(WHAT THE TASK ASKS)
Set every record down verbatim and omit the pictures.

(GIVEN RECORDS)
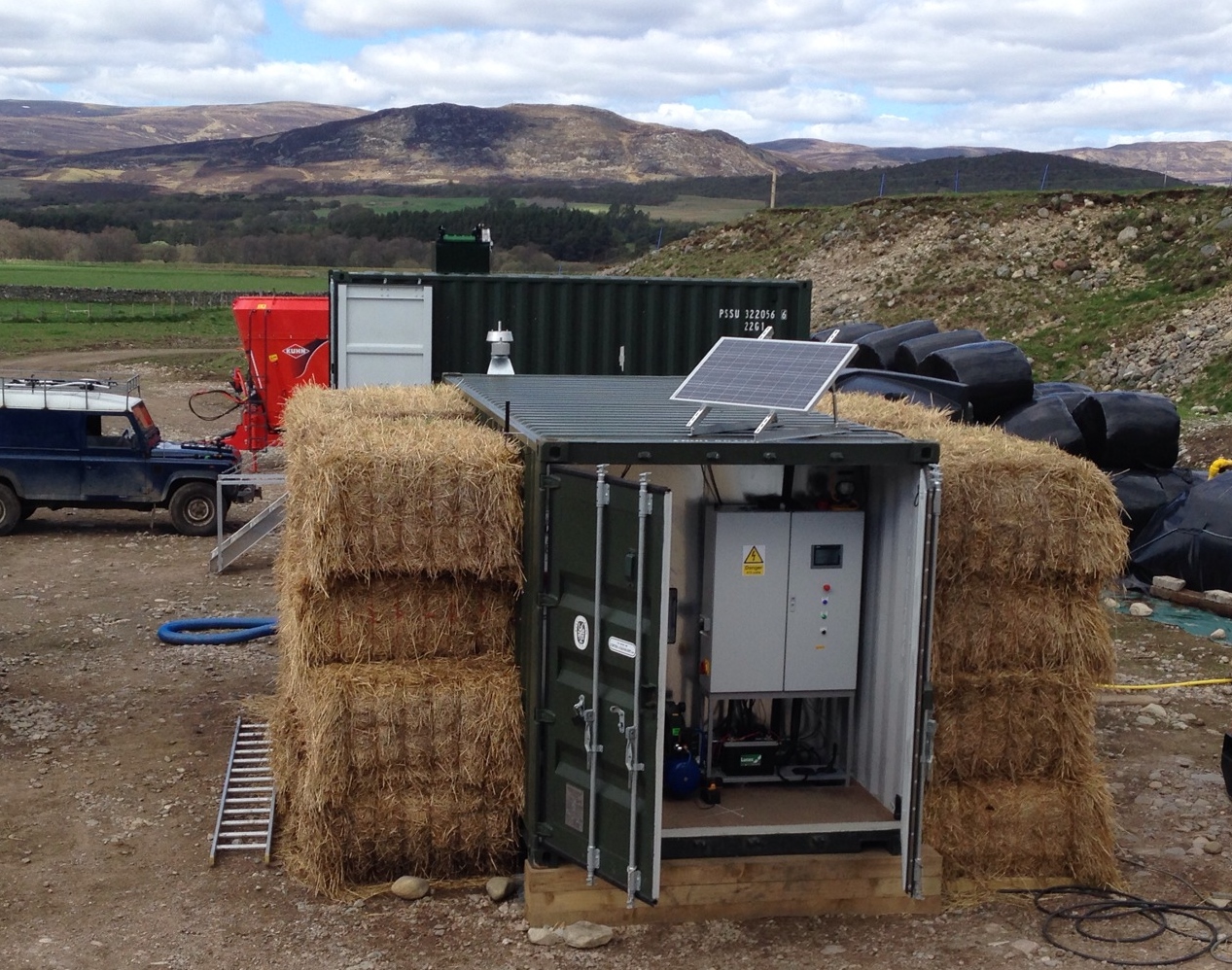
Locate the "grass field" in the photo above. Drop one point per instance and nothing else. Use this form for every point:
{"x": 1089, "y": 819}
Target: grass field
{"x": 32, "y": 328}
{"x": 164, "y": 276}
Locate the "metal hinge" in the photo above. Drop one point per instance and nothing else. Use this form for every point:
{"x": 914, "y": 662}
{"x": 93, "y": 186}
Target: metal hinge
{"x": 927, "y": 747}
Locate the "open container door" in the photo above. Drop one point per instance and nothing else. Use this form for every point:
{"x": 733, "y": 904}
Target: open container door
{"x": 605, "y": 664}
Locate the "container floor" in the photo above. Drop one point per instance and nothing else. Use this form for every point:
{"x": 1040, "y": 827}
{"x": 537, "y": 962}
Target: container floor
{"x": 755, "y": 809}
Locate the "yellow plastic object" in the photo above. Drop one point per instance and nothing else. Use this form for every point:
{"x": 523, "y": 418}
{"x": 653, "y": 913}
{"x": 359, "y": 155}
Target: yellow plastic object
{"x": 1218, "y": 467}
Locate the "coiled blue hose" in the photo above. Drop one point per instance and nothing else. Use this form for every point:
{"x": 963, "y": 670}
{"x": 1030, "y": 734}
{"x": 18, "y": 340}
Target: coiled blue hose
{"x": 235, "y": 629}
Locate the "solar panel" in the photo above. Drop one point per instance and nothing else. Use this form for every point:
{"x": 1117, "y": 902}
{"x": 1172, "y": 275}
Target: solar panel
{"x": 788, "y": 374}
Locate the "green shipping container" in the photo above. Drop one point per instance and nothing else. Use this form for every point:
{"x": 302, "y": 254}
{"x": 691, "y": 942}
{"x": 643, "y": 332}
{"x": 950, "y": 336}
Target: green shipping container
{"x": 566, "y": 324}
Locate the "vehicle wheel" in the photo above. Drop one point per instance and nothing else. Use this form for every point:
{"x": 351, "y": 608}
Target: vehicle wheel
{"x": 10, "y": 509}
{"x": 194, "y": 507}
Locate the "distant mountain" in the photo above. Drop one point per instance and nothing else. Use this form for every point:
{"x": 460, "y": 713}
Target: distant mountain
{"x": 61, "y": 127}
{"x": 838, "y": 156}
{"x": 1190, "y": 161}
{"x": 427, "y": 144}
{"x": 1194, "y": 161}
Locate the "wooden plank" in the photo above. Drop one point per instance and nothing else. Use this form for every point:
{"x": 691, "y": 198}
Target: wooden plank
{"x": 775, "y": 868}
{"x": 753, "y": 887}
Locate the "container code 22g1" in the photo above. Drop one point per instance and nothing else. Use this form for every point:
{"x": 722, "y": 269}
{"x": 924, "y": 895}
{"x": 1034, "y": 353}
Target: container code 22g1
{"x": 755, "y": 322}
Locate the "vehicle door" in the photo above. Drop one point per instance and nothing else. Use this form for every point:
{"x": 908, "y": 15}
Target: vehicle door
{"x": 114, "y": 462}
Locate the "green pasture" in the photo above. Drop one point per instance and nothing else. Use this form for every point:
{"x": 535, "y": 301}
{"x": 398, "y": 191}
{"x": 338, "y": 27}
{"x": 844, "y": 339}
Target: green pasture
{"x": 164, "y": 276}
{"x": 49, "y": 327}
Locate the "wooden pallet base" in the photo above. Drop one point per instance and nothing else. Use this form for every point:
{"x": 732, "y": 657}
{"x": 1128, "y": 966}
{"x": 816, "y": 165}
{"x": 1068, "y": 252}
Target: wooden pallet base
{"x": 691, "y": 890}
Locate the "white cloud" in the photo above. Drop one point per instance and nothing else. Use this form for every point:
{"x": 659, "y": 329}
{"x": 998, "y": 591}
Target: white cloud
{"x": 1019, "y": 73}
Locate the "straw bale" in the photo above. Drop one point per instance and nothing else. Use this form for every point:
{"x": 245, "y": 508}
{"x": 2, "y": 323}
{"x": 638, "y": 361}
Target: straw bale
{"x": 381, "y": 835}
{"x": 314, "y": 412}
{"x": 398, "y": 619}
{"x": 1005, "y": 830}
{"x": 445, "y": 724}
{"x": 986, "y": 627}
{"x": 1013, "y": 726}
{"x": 1010, "y": 507}
{"x": 434, "y": 498}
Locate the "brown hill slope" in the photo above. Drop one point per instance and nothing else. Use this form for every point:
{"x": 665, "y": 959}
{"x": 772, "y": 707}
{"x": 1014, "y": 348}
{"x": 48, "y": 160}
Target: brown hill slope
{"x": 60, "y": 127}
{"x": 428, "y": 144}
{"x": 1119, "y": 291}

(TASK OUTPUT)
Locate the "grass field" in the photo above. Drop one point per instance and nothing else. Use this form for every point:
{"x": 1089, "y": 819}
Target: grass field
{"x": 32, "y": 328}
{"x": 164, "y": 276}
Locate the "metal hinge" in the photo above. Drop one point per instance and nothing else. Use this form for every point:
{"x": 914, "y": 662}
{"x": 93, "y": 186}
Target: metal hinge
{"x": 927, "y": 747}
Locate the "open container door" in the photo above. Drop one point per instance and nothing else. Use this form for every point:
{"x": 733, "y": 904}
Target: open container door
{"x": 605, "y": 664}
Locate the "container floor" in the photo above. Drop one point per instance and nothing else. Use this form for every point:
{"x": 1040, "y": 827}
{"x": 537, "y": 962}
Target: container floor
{"x": 755, "y": 809}
Locate the "yellow plastic object" in the photo above. Drop one point per instance and nothing else. Use this form for every point:
{"x": 523, "y": 418}
{"x": 653, "y": 913}
{"x": 359, "y": 155}
Target: yellow plastic object
{"x": 1218, "y": 467}
Locate the "coiled blue hose" in the photo above. Drop one point per instance and nothing else. Use this form for every point:
{"x": 963, "y": 670}
{"x": 1030, "y": 734}
{"x": 18, "y": 340}
Target: coiled blue hose
{"x": 235, "y": 629}
Locate the "solar panel" in the photo above. Drop one point per instance and nothing else. Use this form for every point:
{"x": 1117, "y": 902}
{"x": 1172, "y": 275}
Target: solar panel
{"x": 788, "y": 374}
Locate the "green shipping container" in the photo above. Drop one point per instance and nothing else. Use this form for every point:
{"x": 302, "y": 254}
{"x": 691, "y": 942}
{"x": 643, "y": 332}
{"x": 950, "y": 336}
Target: green shipping container
{"x": 566, "y": 324}
Locate the "vehicle wheel" in the photo above. Drop one point per instance and nothing else. Use this form for every point:
{"x": 351, "y": 608}
Target: vehicle wheel
{"x": 10, "y": 509}
{"x": 194, "y": 507}
Locate the "distant mountain" in the photo above. Drop one point per instance and nothing else. Use this form for every point:
{"x": 460, "y": 713}
Target: distant mountain
{"x": 61, "y": 127}
{"x": 838, "y": 156}
{"x": 1190, "y": 161}
{"x": 427, "y": 144}
{"x": 1194, "y": 161}
Locate the "wooden plank" in the photo above. Drop one point per instance and nothing else. Use this form for every point:
{"x": 691, "y": 198}
Target: wooden plank
{"x": 775, "y": 868}
{"x": 753, "y": 887}
Locate the "container code 22g1" in the photo above. Drop one point per instance and nothing else. Use this form for every point:
{"x": 722, "y": 269}
{"x": 924, "y": 895}
{"x": 1034, "y": 353}
Target: container code 22g1
{"x": 755, "y": 322}
Locate the "vehicle door" in the photo above. Drop one point per instance and nothing else. Use this form for every point:
{"x": 908, "y": 15}
Target: vehicle door
{"x": 114, "y": 462}
Locate the "green pasture" in the photo above. Drop one point per instance and nothing else. Use this form for every point:
{"x": 535, "y": 301}
{"x": 398, "y": 191}
{"x": 338, "y": 27}
{"x": 844, "y": 339}
Target: green pasture
{"x": 164, "y": 276}
{"x": 49, "y": 327}
Locate the "wooden pallet base" in the photo above. Drop one point per instance and nothing else. Use this form for every point:
{"x": 732, "y": 657}
{"x": 1128, "y": 966}
{"x": 816, "y": 165}
{"x": 1068, "y": 252}
Target: wooden pallet base
{"x": 691, "y": 890}
Locate the "white cloud" in the photo above. Drop one point per instance and nothing else. Use this form for every point:
{"x": 659, "y": 329}
{"x": 998, "y": 591}
Target: white cloud
{"x": 1019, "y": 73}
Locate the "straw bale" in the photo above. Drop one point per instance and nothing else. Use this form for every point:
{"x": 245, "y": 508}
{"x": 2, "y": 323}
{"x": 638, "y": 361}
Target: straw bale
{"x": 381, "y": 835}
{"x": 314, "y": 412}
{"x": 398, "y": 619}
{"x": 1005, "y": 830}
{"x": 445, "y": 724}
{"x": 986, "y": 627}
{"x": 1013, "y": 726}
{"x": 1010, "y": 507}
{"x": 434, "y": 498}
Locate the "brown hill slope" in the photo above. Drop one point per instance and nothing else. Use this form for every point:
{"x": 665, "y": 959}
{"x": 772, "y": 707}
{"x": 1014, "y": 348}
{"x": 48, "y": 160}
Target: brown hill slope
{"x": 60, "y": 127}
{"x": 428, "y": 144}
{"x": 1119, "y": 291}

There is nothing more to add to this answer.